◆ **Excerpt provided**
## Start
We hope there are future scientists, engineers, and legislators with the wisdom to envision and enact water plans to keep our beloved Cadillac Desert habitable.


Footnotes to Walter Prescott Webb (1) and Marc Reisner (2)

h/t Robert Glennon

Lake Powell spring runoff forecast this year now less than half of average

At the risk of nickel-and-diming you with bad forecast news, today’s Bureau of Reclamation mid-month report is bad forecast news.

April-July flow into Lake Powell is now forecast to be just 3.4 million acre feet, 47 percent of average (pdf). That’s down from 3.75 maf (52 percent) just two weeks ago. Runoff for the full water year (Oct. 1 – Sept. 3) is now forecast at 63 percent, down for 67 percent two weeks ago.

April hasn’t been super warm, but it has been very dry:

April precipitation anomalies, courtesy PRISM

April precipitation anomalies, courtesy PRISM

April temperature anomalies

April temperature anomalies

Data courtesy PRISM Climate Group.

What does this mean for Colorado River water users? It decreases the possibility that there will be water available in Lake Powell to release extra supplies for downstream states, which increases the near term odds of a formal shortage declaration sooner (potentially as soon as 2016) rather than later. More here on who will be impacted by shortage.

In California, you can’t charge water hogs more than the rest of us

Crazy California’s proclivity for “governance by voter initiative” seems to have just undercut one of the major tools in the municipal water conservation kit.

Tiered water rates, in which residents are charged a low rate for basic needs and increasingly higher rates for high usage, violate California law, according to a court ruling handed down today. Matt Stevens in the L.A. Times:

[T]he 4th District Court of Appeal  struck down San Juan Capistrano’s fee plan, saying it violated voter-approved Proposition 218, which prohibits government agencies from charging more for a service than it costs to provide it.

“We do hold that above-cost-of-service pricing for tiers of water service is not allowed by Proposition 218 and in this case, [the city] did not carry its burden of proving its higher tiers reflected its costs of service,” the court said in its ruling.
## End
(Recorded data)
## Start
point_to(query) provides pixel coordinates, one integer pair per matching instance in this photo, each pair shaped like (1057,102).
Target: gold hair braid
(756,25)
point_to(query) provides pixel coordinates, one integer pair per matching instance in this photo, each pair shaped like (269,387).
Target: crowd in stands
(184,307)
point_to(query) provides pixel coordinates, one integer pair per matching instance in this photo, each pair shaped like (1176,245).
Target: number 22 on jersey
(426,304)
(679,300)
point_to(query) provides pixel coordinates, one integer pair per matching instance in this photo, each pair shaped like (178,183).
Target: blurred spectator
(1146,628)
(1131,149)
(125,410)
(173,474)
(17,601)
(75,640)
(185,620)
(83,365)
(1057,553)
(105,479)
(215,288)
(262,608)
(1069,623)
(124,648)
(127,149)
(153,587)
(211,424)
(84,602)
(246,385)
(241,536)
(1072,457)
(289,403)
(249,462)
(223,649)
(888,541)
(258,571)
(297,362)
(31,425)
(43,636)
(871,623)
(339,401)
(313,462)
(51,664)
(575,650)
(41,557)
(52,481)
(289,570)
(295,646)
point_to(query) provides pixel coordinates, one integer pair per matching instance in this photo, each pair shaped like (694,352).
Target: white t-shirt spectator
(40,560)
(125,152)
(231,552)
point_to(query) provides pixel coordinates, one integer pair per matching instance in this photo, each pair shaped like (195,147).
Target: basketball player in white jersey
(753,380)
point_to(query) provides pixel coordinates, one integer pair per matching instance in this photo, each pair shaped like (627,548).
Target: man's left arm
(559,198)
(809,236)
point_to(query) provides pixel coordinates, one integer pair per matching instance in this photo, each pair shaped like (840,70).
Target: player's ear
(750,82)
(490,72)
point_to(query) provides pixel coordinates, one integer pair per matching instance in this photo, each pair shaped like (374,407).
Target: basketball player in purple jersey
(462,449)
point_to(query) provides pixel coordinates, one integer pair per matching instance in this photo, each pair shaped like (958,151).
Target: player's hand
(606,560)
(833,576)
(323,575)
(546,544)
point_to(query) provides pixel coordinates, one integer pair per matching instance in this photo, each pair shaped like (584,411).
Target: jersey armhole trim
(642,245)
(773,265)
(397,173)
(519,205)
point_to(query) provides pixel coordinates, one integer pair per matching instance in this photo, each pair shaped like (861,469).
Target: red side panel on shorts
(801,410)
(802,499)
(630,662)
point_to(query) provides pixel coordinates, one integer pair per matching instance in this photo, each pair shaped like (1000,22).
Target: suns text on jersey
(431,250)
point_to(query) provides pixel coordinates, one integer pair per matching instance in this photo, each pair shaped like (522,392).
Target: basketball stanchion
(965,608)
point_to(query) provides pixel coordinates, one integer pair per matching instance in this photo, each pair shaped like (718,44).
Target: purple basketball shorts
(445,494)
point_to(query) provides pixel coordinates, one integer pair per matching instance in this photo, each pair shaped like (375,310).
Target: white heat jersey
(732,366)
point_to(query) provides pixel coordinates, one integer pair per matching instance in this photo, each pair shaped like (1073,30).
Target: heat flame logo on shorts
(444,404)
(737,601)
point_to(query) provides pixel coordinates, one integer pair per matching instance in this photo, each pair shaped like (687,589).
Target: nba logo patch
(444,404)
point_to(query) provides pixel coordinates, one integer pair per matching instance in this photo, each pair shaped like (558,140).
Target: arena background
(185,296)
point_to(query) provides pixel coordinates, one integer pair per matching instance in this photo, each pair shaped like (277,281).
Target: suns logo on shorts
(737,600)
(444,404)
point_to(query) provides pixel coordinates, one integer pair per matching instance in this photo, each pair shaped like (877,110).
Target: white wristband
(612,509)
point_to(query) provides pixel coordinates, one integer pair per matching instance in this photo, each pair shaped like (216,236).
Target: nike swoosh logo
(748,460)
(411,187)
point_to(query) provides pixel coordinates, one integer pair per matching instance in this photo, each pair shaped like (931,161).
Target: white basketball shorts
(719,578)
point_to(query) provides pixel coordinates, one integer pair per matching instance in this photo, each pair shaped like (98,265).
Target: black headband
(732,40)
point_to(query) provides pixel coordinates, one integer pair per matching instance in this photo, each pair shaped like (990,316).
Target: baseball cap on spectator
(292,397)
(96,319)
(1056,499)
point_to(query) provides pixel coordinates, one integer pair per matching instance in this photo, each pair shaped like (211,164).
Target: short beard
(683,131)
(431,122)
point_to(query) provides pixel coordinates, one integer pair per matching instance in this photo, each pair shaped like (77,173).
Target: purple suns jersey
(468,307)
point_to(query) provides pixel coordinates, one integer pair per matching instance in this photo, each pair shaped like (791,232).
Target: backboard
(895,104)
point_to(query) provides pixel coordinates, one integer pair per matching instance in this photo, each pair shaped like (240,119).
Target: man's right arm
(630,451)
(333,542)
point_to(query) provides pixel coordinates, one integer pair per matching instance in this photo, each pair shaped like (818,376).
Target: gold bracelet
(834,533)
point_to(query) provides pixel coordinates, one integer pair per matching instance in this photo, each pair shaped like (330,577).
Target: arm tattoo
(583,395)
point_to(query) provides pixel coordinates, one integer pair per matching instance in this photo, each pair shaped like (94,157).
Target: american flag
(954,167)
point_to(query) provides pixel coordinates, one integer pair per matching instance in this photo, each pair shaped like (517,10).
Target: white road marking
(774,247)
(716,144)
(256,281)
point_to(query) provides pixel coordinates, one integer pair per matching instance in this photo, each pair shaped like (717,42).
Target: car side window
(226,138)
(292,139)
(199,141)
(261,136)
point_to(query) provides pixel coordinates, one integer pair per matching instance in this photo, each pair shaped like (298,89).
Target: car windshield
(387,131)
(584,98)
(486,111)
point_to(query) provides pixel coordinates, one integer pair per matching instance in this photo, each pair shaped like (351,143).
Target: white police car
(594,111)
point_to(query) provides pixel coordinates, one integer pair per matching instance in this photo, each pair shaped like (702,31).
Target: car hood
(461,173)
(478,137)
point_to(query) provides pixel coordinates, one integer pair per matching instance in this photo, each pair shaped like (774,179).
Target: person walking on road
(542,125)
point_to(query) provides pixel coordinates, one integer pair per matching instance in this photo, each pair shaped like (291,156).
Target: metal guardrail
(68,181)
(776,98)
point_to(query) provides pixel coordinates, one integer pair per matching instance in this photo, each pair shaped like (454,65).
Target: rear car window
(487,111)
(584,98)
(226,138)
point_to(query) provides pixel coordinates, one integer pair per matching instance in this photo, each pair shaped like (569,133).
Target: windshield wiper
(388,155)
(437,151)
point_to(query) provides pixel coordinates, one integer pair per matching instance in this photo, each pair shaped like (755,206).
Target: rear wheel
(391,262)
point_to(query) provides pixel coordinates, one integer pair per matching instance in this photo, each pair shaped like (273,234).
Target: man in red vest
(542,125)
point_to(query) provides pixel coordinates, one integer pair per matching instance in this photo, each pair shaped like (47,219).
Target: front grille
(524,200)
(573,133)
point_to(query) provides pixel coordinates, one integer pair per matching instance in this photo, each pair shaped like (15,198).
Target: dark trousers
## End
◆ **Tasks for this exercise**
1. Please edit the water excerpt from the passage starting at "Tiered water rates, in" and ending at "to provide it.", giving it again with "Tiered water rates" changed to "Graduated water rates".
2. Do these statements agree with the water excerpt? Answer yes or no for each and quote the words that decide it. (a) April-July flow into Lake Powell is forecast at 47 percent of average. (b) April was super warm. (c) The California Supreme Court struck down the fee plan.
3. According to the water excerpt, what was the April-July Lake Powell flow forecast two weeks before this report?
The recorded data has no connection to the water excerpt.

◆ **Answers provided**
1.
Graduated water rates, in which residents are charged a low rate for basic needs and increasingly higher rates for high usage, violate California law, according to a court ruling handed down today. Matt Stevens in the L.A. Times:

[T]he 4th District Court of Appeal  struck down San Juan Capistrano’s fee plan, saying it violated voter-approved Proposition 218, which prohibits government agencies from charging more for a service than it costs to provide it.

2.
(a) Yes: "47 percent of average"
(b) No: "April hasn’t been super warm, but it has been very dry"
(c) No: "4th District Court of Appeal"

3. 3.75 million acre feet, or 52 percent of average.